Please select every line in the items below that contains the word "window", and copy each one. Case counts, so match only that exact capitalization.

++++ RECORDS SHOWN ++++

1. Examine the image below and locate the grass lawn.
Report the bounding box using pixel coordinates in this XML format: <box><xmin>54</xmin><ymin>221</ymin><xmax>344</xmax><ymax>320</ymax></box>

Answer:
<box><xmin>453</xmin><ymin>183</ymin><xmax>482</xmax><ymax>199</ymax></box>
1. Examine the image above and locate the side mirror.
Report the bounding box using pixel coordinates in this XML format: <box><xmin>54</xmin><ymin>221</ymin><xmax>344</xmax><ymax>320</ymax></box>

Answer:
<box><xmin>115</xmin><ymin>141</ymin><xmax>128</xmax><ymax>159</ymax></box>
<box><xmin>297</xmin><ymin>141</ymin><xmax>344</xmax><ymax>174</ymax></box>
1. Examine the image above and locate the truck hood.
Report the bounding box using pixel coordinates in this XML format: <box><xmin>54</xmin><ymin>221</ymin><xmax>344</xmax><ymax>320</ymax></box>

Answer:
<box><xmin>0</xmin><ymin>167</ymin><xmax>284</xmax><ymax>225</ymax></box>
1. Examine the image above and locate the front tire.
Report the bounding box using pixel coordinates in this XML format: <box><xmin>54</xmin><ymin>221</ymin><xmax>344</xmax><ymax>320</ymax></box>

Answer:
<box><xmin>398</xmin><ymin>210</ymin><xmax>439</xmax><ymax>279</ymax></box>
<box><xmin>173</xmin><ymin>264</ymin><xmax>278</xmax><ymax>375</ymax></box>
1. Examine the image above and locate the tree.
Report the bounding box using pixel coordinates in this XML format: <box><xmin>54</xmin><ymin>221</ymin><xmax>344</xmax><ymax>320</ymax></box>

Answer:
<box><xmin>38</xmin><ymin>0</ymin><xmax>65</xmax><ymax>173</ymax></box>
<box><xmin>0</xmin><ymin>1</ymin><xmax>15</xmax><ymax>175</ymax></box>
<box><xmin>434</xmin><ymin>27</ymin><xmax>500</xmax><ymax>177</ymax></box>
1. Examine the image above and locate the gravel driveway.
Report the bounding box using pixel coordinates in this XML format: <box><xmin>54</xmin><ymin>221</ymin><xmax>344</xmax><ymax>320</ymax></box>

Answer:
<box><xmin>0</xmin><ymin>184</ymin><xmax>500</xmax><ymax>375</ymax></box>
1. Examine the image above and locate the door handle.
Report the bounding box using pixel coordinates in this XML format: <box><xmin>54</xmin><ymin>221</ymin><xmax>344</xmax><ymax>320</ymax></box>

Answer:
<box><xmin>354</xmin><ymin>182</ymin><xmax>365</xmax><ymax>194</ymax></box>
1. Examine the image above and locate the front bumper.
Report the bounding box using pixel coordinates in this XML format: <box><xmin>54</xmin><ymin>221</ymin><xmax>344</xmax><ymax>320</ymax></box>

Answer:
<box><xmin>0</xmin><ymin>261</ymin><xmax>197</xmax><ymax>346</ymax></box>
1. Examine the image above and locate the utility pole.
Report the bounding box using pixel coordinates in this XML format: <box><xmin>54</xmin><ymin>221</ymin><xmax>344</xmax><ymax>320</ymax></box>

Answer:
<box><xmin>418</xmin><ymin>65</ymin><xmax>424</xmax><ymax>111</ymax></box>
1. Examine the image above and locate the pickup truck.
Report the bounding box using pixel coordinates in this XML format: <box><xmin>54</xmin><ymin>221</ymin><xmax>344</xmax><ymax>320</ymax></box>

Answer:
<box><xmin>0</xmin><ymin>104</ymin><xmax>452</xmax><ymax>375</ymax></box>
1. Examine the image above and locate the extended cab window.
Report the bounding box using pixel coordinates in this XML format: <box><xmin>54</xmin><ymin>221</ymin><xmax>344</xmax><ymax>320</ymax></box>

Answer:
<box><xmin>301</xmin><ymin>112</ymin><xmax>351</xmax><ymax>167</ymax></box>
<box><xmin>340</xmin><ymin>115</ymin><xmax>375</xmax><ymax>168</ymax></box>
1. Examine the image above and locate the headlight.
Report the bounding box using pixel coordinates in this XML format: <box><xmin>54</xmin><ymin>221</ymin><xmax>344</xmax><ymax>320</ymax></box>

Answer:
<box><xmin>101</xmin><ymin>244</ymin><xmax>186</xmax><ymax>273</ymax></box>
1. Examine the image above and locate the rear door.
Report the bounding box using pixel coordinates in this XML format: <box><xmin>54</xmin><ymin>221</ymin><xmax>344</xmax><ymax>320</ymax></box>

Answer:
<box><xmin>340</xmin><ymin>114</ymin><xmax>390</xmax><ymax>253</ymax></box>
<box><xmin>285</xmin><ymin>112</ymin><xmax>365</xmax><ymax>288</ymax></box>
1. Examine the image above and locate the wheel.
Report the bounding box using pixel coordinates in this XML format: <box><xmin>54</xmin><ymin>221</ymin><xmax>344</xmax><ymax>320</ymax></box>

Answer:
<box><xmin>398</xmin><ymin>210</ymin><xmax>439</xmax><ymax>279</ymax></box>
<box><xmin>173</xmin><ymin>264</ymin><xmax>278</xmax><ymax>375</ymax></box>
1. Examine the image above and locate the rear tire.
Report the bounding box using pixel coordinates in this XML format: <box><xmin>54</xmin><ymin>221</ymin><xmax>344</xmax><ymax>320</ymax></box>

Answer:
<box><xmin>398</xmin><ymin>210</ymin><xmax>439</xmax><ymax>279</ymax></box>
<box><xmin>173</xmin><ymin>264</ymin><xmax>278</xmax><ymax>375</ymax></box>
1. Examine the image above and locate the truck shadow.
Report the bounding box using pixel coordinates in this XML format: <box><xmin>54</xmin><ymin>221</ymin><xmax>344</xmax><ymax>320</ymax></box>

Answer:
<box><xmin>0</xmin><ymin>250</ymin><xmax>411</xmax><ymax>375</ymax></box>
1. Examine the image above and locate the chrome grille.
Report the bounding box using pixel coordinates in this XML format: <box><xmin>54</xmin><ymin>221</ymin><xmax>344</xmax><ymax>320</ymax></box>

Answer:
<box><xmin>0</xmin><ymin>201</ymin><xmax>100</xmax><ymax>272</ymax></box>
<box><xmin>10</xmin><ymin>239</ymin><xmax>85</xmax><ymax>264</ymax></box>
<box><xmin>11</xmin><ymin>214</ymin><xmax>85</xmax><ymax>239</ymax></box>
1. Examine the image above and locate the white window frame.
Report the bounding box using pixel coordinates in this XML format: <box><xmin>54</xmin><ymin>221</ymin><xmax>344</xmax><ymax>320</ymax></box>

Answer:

++++

THE ANSWER -
1. Examine the image above and locate the extended cab window.
1. Examine the image above and locate the white window frame.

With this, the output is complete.